EXCERPTED DATA:
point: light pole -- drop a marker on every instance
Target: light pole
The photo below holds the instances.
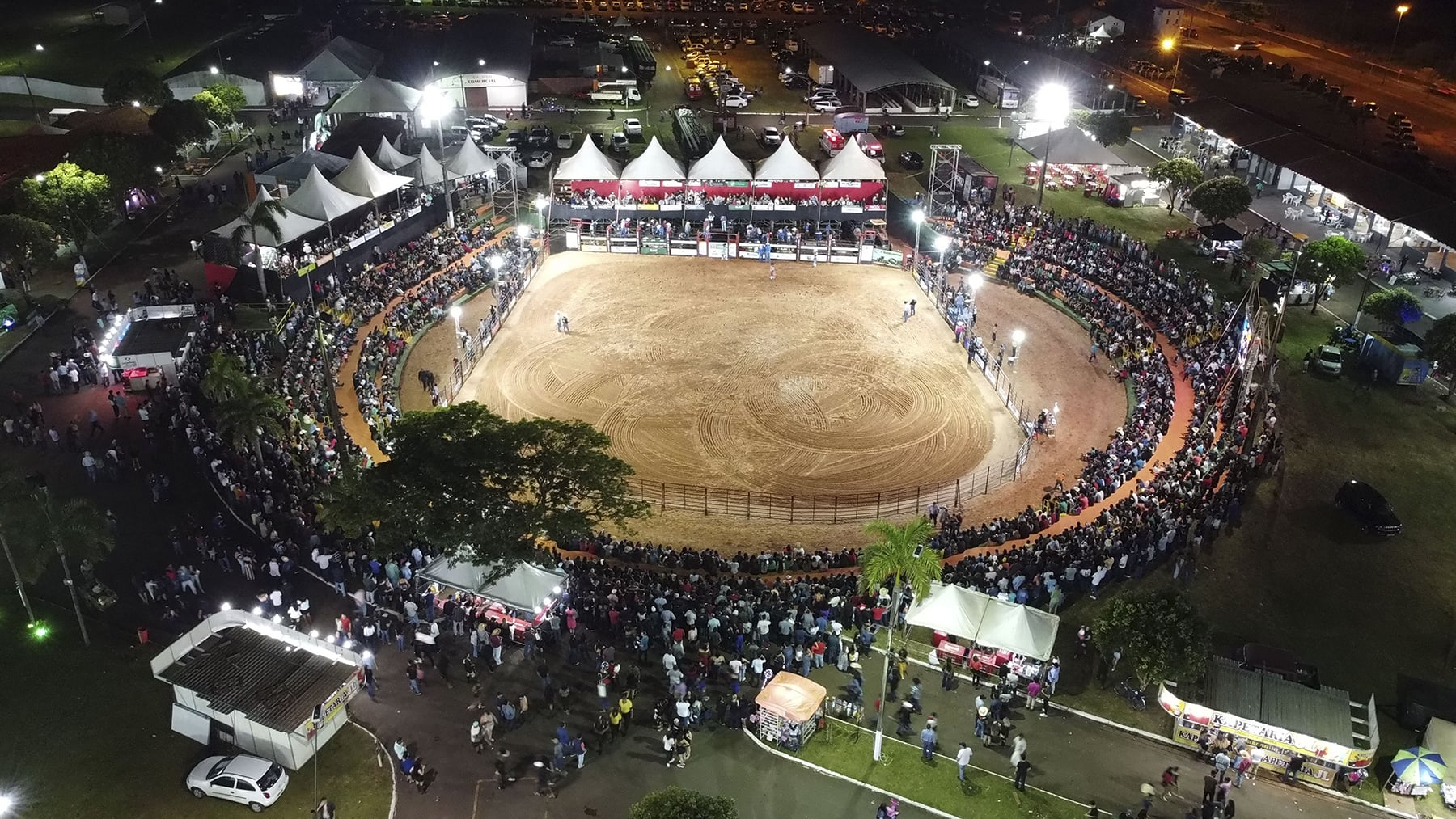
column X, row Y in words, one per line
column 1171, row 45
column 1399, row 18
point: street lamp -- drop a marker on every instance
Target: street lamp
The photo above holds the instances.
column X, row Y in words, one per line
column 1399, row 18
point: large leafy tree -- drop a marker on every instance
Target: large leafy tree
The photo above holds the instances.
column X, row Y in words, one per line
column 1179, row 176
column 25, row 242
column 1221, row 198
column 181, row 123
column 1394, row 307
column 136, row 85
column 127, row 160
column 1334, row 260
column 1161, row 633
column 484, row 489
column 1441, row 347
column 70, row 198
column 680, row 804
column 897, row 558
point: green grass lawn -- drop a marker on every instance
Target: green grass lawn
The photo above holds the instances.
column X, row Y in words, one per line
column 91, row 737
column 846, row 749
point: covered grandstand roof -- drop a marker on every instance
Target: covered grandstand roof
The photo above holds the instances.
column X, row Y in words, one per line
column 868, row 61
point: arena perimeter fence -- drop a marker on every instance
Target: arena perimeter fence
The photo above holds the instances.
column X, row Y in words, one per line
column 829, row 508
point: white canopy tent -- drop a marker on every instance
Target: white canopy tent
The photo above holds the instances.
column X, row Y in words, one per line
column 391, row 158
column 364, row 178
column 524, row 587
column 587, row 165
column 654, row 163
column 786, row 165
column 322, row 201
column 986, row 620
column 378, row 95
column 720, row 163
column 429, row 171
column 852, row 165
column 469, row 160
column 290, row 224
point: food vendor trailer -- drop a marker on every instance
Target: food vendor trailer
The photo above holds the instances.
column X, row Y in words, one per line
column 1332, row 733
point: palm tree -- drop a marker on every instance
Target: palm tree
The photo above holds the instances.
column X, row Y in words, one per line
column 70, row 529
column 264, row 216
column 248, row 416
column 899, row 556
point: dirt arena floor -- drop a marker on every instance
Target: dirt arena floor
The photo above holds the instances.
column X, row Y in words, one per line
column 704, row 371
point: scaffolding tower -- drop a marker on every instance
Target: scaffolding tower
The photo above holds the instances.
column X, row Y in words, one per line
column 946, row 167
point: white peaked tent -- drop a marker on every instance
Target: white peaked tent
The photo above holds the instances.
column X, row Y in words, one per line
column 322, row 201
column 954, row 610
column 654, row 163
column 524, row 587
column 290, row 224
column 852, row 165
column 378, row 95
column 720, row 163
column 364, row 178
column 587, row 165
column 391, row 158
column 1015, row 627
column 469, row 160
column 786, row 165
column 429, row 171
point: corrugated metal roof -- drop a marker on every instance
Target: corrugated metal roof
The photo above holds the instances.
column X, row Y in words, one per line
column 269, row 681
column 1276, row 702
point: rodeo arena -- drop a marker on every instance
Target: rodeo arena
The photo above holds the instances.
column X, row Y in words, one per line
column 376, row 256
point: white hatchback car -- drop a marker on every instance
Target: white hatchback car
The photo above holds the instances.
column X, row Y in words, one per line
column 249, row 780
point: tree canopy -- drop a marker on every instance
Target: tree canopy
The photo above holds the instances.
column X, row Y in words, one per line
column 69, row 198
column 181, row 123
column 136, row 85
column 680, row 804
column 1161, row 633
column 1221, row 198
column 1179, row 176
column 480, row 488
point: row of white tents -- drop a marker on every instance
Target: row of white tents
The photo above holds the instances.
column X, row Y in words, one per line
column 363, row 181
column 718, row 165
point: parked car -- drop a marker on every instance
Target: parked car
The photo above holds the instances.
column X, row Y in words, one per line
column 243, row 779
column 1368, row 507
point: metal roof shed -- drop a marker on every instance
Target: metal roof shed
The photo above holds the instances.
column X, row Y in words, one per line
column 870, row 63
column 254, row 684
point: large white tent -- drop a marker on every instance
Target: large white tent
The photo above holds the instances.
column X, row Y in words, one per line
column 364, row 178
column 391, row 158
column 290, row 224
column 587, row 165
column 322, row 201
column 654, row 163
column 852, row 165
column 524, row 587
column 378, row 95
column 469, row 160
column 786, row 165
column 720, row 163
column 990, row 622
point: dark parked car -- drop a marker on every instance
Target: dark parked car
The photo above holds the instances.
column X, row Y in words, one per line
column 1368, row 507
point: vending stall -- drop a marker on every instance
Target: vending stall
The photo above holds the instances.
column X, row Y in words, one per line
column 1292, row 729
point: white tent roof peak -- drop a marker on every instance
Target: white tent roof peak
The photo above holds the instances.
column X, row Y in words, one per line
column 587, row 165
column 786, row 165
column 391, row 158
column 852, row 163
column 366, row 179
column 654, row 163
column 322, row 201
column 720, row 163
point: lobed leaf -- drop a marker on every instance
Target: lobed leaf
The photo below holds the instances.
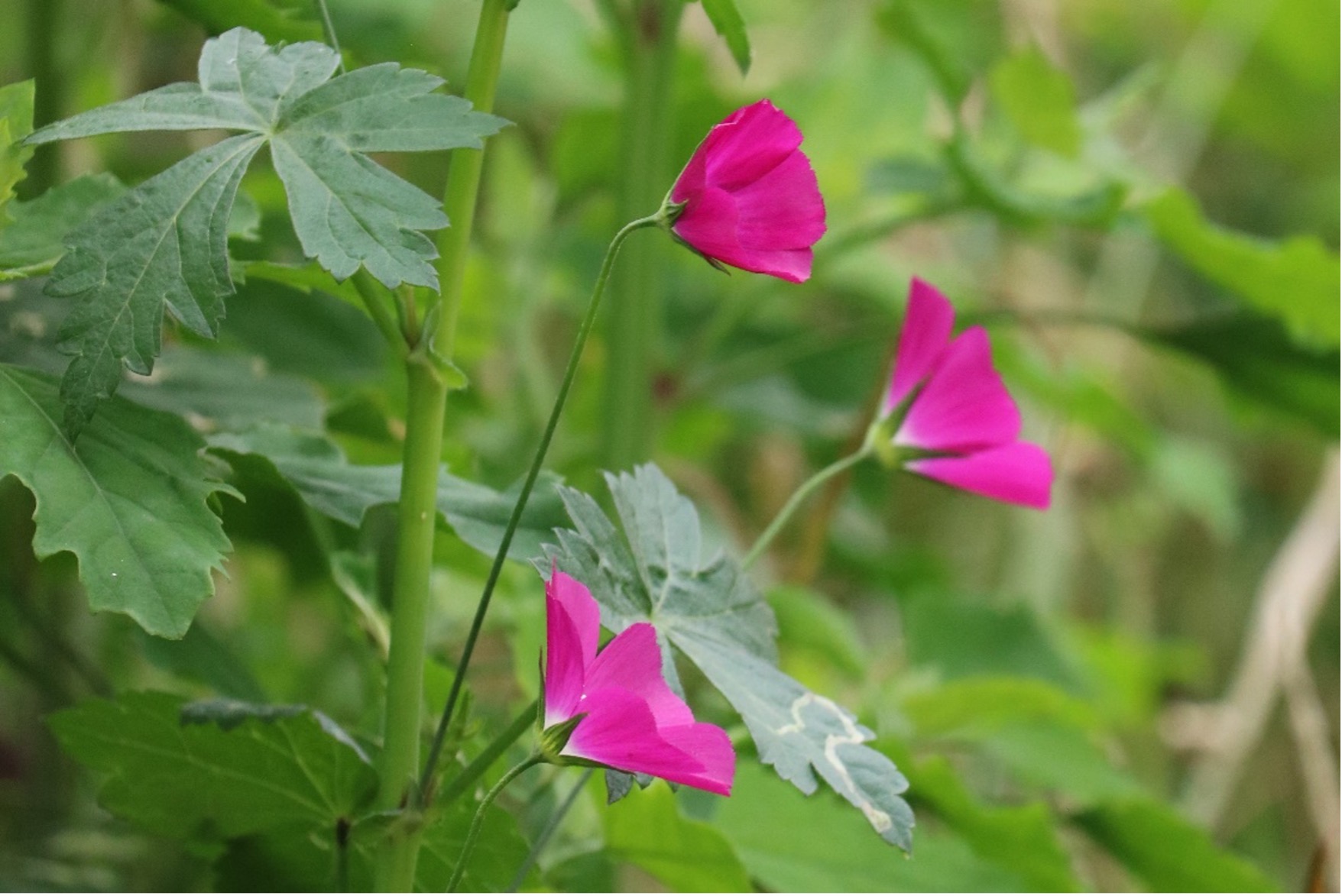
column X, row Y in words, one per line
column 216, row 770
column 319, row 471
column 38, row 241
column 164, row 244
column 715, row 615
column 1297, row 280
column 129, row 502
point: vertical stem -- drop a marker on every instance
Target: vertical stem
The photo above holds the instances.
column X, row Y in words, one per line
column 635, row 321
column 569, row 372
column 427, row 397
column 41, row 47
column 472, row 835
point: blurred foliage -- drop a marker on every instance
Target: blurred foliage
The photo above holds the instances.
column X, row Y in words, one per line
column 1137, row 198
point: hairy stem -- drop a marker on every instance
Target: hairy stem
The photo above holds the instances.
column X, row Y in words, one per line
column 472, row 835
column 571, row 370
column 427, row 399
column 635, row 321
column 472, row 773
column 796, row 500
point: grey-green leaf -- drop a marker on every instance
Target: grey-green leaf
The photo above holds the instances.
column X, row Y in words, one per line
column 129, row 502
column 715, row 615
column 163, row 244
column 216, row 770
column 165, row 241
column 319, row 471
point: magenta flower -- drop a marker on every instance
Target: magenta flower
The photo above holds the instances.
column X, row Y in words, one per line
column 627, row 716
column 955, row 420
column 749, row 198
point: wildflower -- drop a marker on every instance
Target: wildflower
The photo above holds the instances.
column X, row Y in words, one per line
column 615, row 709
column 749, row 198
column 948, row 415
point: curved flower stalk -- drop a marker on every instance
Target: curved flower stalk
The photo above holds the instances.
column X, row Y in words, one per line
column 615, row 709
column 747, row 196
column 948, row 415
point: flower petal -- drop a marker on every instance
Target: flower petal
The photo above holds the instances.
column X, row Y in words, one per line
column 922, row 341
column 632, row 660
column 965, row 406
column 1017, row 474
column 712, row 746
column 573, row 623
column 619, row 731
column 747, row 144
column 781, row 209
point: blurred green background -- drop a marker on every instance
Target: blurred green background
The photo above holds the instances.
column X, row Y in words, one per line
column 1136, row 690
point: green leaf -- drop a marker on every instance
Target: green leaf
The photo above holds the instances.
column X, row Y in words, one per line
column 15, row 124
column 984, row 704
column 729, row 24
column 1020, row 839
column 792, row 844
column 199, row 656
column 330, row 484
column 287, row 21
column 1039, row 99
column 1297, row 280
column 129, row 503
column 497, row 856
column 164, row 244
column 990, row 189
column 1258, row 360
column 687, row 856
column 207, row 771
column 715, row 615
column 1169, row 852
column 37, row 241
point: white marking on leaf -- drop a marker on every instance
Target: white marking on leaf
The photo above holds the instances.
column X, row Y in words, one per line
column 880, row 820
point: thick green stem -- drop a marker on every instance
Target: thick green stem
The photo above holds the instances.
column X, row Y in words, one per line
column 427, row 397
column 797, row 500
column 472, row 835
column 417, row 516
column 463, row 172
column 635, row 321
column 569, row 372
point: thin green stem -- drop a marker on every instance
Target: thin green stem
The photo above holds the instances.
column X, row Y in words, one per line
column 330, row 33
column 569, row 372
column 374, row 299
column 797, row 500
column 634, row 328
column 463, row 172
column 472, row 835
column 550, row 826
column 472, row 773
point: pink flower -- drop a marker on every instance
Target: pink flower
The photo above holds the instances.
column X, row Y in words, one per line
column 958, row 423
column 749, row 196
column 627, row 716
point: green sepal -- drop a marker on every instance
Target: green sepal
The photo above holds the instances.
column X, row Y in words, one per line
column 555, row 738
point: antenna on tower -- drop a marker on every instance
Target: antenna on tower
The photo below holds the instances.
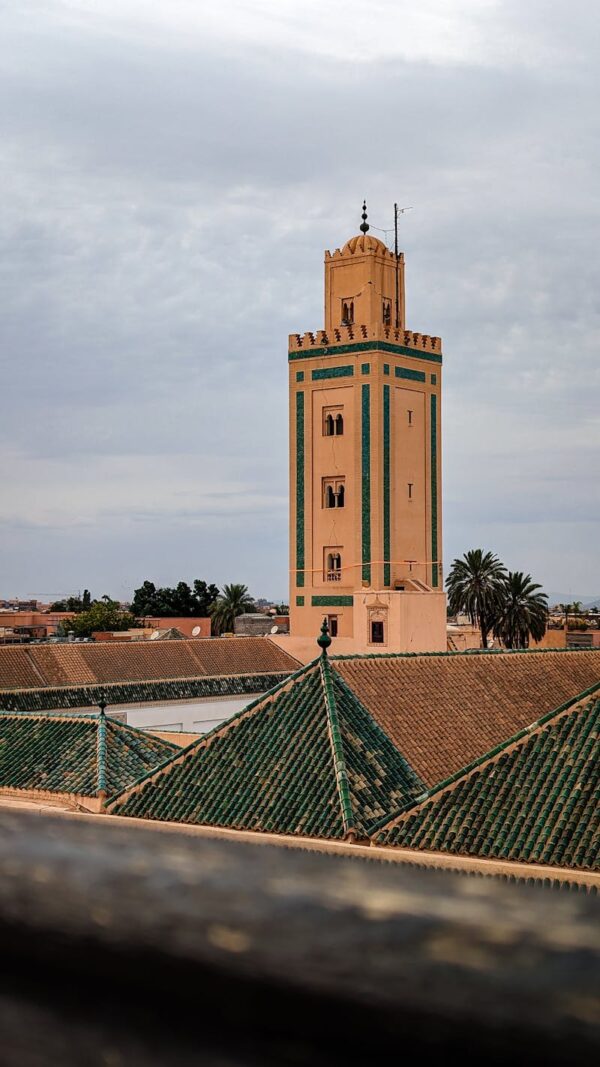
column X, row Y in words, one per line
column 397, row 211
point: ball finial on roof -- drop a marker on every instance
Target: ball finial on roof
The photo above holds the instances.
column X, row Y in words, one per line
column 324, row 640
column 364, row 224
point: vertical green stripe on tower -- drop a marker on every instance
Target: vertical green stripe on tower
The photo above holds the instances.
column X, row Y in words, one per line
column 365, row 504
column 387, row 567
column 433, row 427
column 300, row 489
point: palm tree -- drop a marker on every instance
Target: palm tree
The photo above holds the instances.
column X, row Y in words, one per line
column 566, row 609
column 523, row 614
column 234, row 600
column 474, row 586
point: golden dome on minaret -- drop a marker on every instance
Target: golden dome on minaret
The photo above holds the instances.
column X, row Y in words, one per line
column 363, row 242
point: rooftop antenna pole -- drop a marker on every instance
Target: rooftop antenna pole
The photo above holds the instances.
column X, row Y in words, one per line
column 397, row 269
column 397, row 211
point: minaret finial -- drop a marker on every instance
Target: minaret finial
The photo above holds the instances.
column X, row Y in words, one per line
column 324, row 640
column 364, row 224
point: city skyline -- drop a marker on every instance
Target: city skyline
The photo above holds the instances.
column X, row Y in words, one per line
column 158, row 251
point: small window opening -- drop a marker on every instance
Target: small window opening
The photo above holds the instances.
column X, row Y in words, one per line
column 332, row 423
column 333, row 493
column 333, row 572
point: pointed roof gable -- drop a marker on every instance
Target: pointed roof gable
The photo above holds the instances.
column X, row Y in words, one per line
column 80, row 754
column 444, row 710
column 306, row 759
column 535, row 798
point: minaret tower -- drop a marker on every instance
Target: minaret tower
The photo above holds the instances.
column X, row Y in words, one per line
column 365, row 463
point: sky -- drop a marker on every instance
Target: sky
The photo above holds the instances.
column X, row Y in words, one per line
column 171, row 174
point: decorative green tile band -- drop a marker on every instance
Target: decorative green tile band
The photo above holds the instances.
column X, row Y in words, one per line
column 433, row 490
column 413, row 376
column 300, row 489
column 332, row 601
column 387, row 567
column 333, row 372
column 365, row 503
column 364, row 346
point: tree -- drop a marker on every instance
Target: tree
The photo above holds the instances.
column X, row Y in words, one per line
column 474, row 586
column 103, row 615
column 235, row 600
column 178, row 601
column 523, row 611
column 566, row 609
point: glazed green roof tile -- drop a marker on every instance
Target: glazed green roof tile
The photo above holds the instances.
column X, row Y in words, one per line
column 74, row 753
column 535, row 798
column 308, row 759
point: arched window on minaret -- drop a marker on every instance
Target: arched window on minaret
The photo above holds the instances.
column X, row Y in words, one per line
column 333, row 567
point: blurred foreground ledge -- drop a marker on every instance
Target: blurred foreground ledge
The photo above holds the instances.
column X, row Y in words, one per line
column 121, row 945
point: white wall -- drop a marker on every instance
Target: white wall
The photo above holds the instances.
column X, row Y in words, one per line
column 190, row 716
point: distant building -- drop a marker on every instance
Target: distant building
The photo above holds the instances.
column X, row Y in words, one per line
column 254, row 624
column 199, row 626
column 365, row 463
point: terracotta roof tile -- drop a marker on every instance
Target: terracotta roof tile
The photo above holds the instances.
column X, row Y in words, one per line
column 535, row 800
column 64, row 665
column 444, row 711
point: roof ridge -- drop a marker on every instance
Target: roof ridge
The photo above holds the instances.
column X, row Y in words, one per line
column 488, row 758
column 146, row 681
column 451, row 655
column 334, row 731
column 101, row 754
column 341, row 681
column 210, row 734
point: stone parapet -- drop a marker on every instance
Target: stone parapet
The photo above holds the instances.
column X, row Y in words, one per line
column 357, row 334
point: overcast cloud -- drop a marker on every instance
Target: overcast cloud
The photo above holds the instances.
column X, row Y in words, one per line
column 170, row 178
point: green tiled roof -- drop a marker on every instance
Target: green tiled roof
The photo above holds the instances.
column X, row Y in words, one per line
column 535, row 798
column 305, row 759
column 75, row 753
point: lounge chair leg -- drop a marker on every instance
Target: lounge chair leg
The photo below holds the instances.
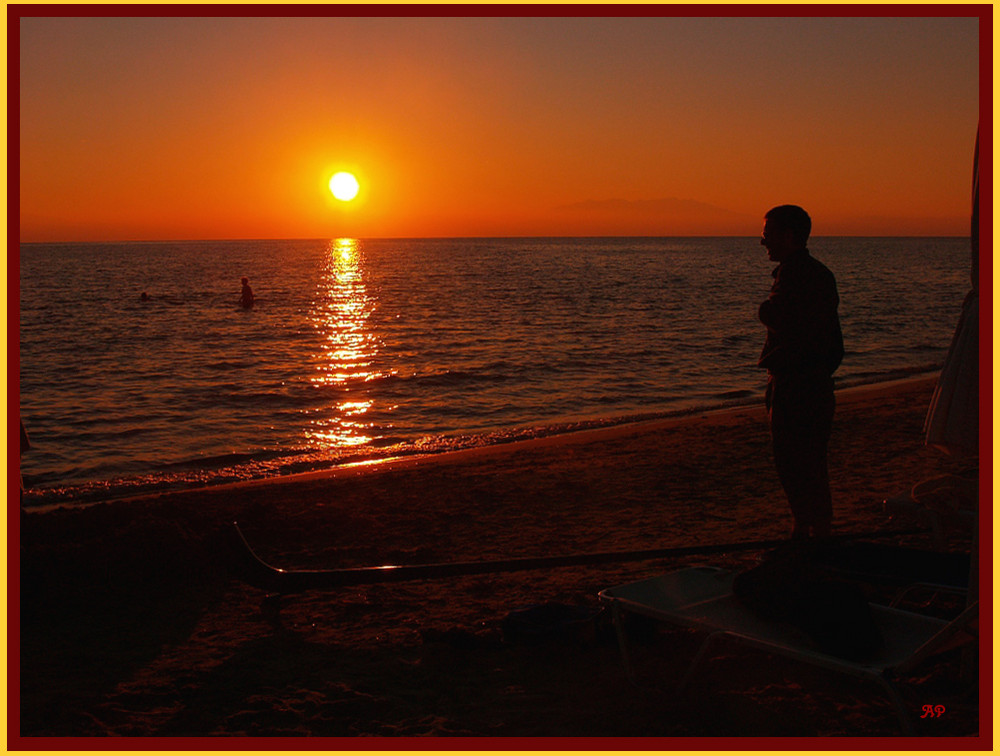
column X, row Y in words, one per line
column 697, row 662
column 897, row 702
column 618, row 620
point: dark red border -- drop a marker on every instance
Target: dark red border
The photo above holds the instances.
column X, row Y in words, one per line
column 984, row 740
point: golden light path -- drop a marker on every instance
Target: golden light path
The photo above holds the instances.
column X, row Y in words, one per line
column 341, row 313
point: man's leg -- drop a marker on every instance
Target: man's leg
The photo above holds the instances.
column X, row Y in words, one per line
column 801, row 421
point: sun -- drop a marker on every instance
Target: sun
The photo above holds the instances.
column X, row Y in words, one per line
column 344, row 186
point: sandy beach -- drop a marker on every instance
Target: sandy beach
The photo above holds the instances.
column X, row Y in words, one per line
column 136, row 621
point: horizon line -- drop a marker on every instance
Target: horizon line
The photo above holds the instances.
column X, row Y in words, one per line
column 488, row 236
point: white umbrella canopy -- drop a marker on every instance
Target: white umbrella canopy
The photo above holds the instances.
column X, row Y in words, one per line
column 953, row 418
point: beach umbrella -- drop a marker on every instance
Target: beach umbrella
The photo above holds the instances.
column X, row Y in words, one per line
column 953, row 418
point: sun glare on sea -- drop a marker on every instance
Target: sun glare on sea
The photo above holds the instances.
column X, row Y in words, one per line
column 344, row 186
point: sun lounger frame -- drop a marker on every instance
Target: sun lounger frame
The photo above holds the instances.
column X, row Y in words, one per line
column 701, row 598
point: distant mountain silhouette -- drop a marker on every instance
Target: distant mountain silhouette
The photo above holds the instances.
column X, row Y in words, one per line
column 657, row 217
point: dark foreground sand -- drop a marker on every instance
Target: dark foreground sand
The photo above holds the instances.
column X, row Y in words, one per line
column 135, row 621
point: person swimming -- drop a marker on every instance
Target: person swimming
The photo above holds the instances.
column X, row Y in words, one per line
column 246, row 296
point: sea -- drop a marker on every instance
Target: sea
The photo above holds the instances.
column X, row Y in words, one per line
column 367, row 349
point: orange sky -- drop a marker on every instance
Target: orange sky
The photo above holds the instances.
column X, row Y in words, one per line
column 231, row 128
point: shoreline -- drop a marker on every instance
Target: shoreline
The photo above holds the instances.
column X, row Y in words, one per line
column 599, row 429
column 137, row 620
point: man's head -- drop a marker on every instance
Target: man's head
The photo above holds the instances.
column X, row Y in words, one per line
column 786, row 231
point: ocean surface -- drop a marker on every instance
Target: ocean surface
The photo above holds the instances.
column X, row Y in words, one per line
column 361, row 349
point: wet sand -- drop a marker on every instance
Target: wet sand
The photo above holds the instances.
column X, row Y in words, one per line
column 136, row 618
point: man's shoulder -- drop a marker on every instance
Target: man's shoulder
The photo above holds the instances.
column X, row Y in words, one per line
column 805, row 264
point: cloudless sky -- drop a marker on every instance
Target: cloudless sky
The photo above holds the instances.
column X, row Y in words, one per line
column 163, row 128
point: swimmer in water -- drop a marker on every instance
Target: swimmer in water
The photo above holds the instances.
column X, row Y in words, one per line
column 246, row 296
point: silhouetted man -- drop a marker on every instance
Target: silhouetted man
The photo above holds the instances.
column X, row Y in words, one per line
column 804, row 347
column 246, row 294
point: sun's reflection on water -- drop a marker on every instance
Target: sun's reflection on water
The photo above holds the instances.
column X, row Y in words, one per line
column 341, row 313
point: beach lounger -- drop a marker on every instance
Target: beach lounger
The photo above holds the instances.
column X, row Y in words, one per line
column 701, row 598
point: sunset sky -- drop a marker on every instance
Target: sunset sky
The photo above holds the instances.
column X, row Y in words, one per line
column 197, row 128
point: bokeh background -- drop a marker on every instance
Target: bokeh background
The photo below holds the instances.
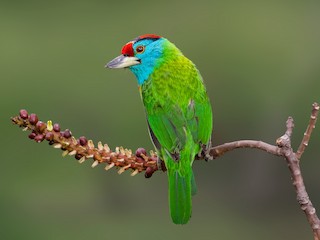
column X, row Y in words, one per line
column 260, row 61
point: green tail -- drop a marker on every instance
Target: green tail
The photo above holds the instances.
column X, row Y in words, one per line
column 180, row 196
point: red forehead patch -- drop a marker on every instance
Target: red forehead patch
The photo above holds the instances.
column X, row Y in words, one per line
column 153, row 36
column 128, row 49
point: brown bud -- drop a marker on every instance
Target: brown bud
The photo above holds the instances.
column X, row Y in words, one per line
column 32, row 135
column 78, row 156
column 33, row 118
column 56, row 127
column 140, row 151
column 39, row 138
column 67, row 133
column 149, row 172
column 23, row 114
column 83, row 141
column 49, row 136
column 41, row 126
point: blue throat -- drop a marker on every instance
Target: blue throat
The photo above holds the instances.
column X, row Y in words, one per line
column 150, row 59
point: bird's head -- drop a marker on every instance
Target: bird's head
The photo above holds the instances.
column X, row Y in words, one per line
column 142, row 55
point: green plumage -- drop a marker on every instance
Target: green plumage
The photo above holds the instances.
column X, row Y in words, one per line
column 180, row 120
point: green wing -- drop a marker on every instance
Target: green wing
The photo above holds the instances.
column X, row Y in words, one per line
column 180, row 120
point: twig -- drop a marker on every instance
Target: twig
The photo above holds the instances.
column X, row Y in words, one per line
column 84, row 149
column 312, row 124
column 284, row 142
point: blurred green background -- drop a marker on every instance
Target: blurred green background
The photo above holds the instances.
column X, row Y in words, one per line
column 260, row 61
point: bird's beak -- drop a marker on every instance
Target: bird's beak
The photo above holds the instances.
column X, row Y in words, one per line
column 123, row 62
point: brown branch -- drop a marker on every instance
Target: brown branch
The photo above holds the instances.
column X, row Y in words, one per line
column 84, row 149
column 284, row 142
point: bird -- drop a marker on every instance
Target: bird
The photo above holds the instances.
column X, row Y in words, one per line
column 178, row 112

PROBLEM: Return verbatim the lines of the records above, from the line containing "point: dirt arena" through the line containing "column 249, row 780", both included.

EXPECTED ANSWER:
point: dirt arena floor -- drop a marker on every instance
Target: dirt arena floor
The photo above holds the instances.
column X, row Y in words, one per line
column 704, row 371
point: scaffolding tower -- drop a marker on every instance
Target: scaffolding tower
The photo above holds the instances.
column X, row Y in words, one per line
column 946, row 167
point: white peaked tent -- drop a marker on every instance
Target: white peaked tent
The photo above holds the instances.
column X, row Y in words, one per line
column 322, row 201
column 954, row 610
column 654, row 163
column 524, row 587
column 290, row 224
column 852, row 165
column 378, row 95
column 720, row 163
column 364, row 178
column 587, row 165
column 391, row 158
column 1015, row 627
column 469, row 160
column 786, row 165
column 429, row 171
point: corrugated metal roof -- drop a marker on every instance
Target: corrugated metal roof
The photo above holds the instances.
column X, row Y in words, one per line
column 269, row 681
column 1276, row 702
point: rodeo arena -- drop a marker on every instance
Target: rodeo arena
The photo above holds the instances.
column X, row Y in words, one per line
column 376, row 256
point: white hatchback car -- drop a marker on every instance
Target: white hatchback car
The photo above holds the instances.
column X, row Y in words, one per line
column 249, row 780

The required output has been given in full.